* _Information supplied_:
━━━━

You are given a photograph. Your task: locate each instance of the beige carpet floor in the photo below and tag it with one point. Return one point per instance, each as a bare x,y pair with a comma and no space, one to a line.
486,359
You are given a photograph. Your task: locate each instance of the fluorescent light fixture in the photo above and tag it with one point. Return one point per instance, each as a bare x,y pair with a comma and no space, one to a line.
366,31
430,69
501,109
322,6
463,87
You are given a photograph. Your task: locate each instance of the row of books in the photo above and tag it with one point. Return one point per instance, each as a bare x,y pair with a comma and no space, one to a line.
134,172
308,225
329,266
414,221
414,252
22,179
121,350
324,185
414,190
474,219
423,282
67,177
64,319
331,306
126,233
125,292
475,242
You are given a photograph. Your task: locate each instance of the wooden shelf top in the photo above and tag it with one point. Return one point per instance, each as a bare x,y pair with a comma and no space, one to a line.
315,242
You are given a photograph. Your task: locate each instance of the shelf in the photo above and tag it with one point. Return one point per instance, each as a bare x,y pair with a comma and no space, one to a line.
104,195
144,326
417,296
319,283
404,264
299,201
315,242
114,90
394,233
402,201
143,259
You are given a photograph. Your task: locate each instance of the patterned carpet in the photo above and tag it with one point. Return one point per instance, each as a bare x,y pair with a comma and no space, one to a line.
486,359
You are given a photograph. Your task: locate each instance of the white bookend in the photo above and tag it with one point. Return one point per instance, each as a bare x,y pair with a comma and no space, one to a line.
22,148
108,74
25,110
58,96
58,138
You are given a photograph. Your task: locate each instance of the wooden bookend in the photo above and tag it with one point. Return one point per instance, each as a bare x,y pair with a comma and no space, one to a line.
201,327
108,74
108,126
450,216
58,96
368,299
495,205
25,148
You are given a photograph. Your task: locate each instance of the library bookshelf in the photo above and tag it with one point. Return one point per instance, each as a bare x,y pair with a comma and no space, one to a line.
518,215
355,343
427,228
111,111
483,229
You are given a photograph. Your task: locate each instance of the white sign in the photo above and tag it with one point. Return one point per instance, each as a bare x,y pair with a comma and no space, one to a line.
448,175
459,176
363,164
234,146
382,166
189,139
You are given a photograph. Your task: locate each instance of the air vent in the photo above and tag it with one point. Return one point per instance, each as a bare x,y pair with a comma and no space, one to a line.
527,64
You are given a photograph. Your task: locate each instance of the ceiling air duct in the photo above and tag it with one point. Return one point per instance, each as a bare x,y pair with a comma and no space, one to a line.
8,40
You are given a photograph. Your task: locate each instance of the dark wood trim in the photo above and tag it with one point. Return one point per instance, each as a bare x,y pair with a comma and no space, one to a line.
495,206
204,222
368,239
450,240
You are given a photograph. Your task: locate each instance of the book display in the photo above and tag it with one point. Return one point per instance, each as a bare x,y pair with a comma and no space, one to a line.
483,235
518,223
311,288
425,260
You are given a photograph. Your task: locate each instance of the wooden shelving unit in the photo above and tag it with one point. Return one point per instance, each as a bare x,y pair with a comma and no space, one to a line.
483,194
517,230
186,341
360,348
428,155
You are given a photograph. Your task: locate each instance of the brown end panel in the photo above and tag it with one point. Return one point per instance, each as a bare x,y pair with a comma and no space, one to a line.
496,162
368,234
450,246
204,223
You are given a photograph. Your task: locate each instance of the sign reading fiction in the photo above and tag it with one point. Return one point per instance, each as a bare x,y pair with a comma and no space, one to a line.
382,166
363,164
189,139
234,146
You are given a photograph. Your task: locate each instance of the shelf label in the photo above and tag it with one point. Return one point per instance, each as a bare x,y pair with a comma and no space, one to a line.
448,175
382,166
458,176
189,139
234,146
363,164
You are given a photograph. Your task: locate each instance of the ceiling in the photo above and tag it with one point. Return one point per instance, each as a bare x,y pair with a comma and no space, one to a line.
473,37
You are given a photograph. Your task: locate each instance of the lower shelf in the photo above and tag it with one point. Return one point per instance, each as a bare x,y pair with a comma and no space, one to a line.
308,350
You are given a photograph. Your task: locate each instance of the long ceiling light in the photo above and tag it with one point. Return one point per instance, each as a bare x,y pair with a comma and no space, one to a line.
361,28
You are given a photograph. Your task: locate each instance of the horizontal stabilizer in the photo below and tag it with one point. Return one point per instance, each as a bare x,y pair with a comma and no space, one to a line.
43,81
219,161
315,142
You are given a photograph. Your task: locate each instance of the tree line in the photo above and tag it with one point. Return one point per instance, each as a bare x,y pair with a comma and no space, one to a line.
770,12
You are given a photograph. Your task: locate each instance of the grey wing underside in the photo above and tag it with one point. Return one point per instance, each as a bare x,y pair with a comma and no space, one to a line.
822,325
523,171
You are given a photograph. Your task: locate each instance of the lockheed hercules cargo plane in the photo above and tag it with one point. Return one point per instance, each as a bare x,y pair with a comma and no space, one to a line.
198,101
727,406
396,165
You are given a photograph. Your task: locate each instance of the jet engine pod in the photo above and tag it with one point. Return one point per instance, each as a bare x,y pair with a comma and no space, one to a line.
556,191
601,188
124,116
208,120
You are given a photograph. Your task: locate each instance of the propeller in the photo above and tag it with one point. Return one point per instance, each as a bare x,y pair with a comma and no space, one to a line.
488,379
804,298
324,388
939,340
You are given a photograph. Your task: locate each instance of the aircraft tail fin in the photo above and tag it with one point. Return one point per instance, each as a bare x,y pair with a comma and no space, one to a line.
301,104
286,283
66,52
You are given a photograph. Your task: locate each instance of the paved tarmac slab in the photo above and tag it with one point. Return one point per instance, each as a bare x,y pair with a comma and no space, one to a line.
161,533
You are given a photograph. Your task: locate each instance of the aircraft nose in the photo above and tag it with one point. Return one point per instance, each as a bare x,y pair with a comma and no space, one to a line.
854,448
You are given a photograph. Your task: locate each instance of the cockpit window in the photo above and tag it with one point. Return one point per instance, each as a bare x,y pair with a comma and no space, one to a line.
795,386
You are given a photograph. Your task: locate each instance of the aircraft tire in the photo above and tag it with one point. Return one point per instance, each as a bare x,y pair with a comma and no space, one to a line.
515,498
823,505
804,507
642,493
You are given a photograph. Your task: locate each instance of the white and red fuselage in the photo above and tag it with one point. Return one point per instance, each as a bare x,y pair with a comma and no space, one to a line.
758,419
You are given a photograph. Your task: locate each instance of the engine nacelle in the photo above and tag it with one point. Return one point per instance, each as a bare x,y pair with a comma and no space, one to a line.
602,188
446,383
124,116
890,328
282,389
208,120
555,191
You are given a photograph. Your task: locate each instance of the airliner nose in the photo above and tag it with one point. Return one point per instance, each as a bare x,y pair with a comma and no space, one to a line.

━━━━

Write out the entire listing above again, line for line, without changing a single character.

You are given a photograph. Your task: locate each instance of the beige carpet floor in the photo below and tag it with one point. Return one point per instance, each as a bare x,y pair with a comma and no space, one to a line.
486,359
You are given a photograph. Your task: locate each instance of the fluorescent light fixture in the photo above and tag it with one point. Return one point per instance, each as a bare x,y pair with a comma and no space, one to a line.
366,31
430,69
501,109
322,6
463,87
You are given a photograph. Your task: locate each instance of the row of books in the photo above and tag it with one point. Return one point per instance, each as a bare x,y pair with a comma and no space, one to a line.
134,172
308,225
329,266
414,221
414,252
22,179
121,350
324,185
414,190
474,219
423,282
67,177
64,319
331,306
126,233
125,292
475,242
You are given a photograph. Your task: locate each instance of the wooden shelf top in the photo above and tag it with one point. Return one point per instance, each as a bare x,y pair with a comma and no space, one to a line.
315,242
You are given a photograph. Your task: locate each instance of the shelf in the photo above and tag it with one point. Return one point per instance, each as a bare x,y pair with a comma and no space, one to a line.
104,195
144,326
417,296
319,283
404,264
299,201
315,242
114,90
394,233
402,201
143,259
You are given a photograph. Your task: locate each instance of the patterned carpet in the photo above and tag it with one point. Return one point per instance, each as a bare x,y pair with a comma and no space, one to a line.
486,359
You are given a photograph. Your task: locate each instance of the white bookend in the photo above and tag it with one point. Return one point per instance, each as a bare x,y pair with a comma and no space, one to a line.
22,148
108,74
25,110
58,96
58,138
You are given a photograph. Your task: locate each instance of the wooden bookend in the photo above and tag it with one point. Return one point per instance, each as a bare x,y pair with a comma and no space, one to a line.
201,327
108,74
108,126
450,216
58,96
368,299
495,205
25,148
You are given a photograph. Your task: locate each instance of the library bookshelf in the photo above and tag it with one point. Return one point per instance, each as a bare x,y pair with a comma and no space, one to a line.
518,215
355,343
427,228
111,111
483,229
You are given a photograph. Your task: locate each instance of the white sign in the photo above and tag it with one point. Return one point per instance, each as a bare x,y pair with a comma and no space, one to a line.
448,175
459,176
363,164
234,146
382,166
189,139
You are given a photograph. Your task: locate each instance of the air vent in the photo above and tag it with one point. Return one point per instance, each as a bare x,y pair with a comma and no space, one to a line.
527,64
You are given a photograph. Your task: locate each instance of the ceiling air duct in the photo above and tag it with one point. Return one point per instance, each as a bare x,y pair with a comma and no space, one to a line.
8,40
You are given a photograph. Your task: locate each instance of the dark wood trim in the photo above and tag it with one point. Return one point per instance, each as a bare x,y pair with a comma and no space, one to a line.
495,206
204,222
368,239
450,240
You are given a photograph. Your task: locate each instance of the book display in the photo above and tag it with one point. Return one point per instance, each as a bare x,y pair with a comma and no space, one to a line.
483,235
518,223
311,288
425,260
You are given a photograph. Your task: locate each instance of the wooden shelving unit in the photo above and tag it with one point. Return one point per instance, each as a bare x,y pair with a comma and no space, one to a line.
483,194
517,230
186,341
360,348
428,155
You are given a photograph. Your task: locate each instance of the brown end panel in the photo above and tag it with one point. Return one point per instance, each as a bare x,y pair with a comma and no space, one to a line.
496,162
368,234
450,246
204,223
You are given a photograph. Your task: locate each instance of the sign reading fiction in the photo above and tag it with one point. Return one point per instance, each as a bare x,y pair with a comma and no space, one to a line.
382,166
363,164
189,139
234,146
You are given a photograph. Your task: locate each instance of the shelf label in the photo above and tag it with one point. Return one point per instance, each as a bare x,y pair with a comma and no space, one to a line.
448,175
382,166
458,176
189,139
234,146
363,164
You are given a photograph. Your task: locate each instance of the ceiling in the photo above and tag it with one point. Return one point per instance, each as a bare x,y pair with a comma and no space, one to a line.
473,37
You are given a photograph. Your task: locate each instance of the lower shelf in the photo above and tag it with one point. Return one point per instance, each as a bare x,y pair with a comma and no space, one to a line.
308,350
You are given a photograph. Your task: locate each instance of the long ceiling light in the photo above and tag it with one point. Return one point per instance, each as a bare x,y pair with a comma and no space, one to a line.
361,28
You are given a photograph. Your task: locate each instance of the horizontal stabilizer in the photo below and tag it with one point. Return one point per instance, each as a bare x,y pair with a comma and no space, one to a line.
43,81
219,161
315,142
You are given a photograph. Your task: locate each instance of the tree line in the photo above and tag it with one point. Return one point per instance, each as a bare x,y pair with a comma and no space, one to a line.
770,12
You are given a photograph. Your task: locate each instance of the grey wing underside in the photo above and tag it with one point. Return one point per instance, each as a bare x,y pair with a comma and no space, one to a line.
822,325
523,171
You are given a photograph. Your task: locate each instance of the lockheed hercules cargo plane in the photo above and tag it with one point. Return one point per instance, each as a bare x,y pair with a comma and no space, one to a line.
198,101
727,406
396,165
You are given a photograph. Your task: locate each instance of the jet engine pod in the photo above and tag it with one point. Return one point per instance, each as a bare x,y pair with a comma and no space, one to a line.
556,191
601,188
124,116
208,120
You are given a photograph. Your task: locate each instance of the propeller in the photo above and tag it with one point. Return one point per instance, each as a bare x,y pair with a comma and no space, one to a line.
488,379
804,298
324,388
939,340
You are given a photograph. Your task: locate each instance of the aircraft tail fin in the photo above and tag it with one point. Return one point per instance, each as a bare x,y pair with a comma and no space, one to a line.
301,104
286,283
66,52
You are given a photograph. Your task: locate each instance of the paved tarmac slab in the photo above and tag it with one point. Return one point per instance, each as a bare x,y pair with a comma and no space, one to a line.
161,533
You are given a photograph. Your task: locate each instance of the aircraft nose in the photo above and tag it with one point. Return one point per instance, each as a bare x,y pair with a comma and no space, one to a line.
854,448
You are given a photograph. Your task: locate each instance of the cockpit window in the photo above and tag it with one point. Return one point per instance, each as a bare x,y pair with a comma and no space, one to a line.
795,386
You are given a photograph. Your task: locate each instance of the aircraft tire in the photo above and tag it with one point. Return one point per instance, each as a bare x,y pair with a comma and no space, one to a line.
515,498
823,505
804,507
642,493
You are given a photograph. Your task: locate each instance of the white and red fuselage in the photo above and tag it with one point. Return one point per instance, each as a bare x,y pair with a comma and no space, one to a line.
758,419
You are given a photograph. Your task: locate each instance of the engine nacelle in the photo above and tag it with one point. Return one point per instance, each as a bare x,y pair with a comma and no space, one to a line.
602,188
446,383
124,116
890,328
282,389
208,120
555,191
You are given a photograph. Your task: locate each instance of the airliner nose in the photo above and tag it with one point. Return one point per instance, each as a bare x,y pair with a comma and no space, one to a line.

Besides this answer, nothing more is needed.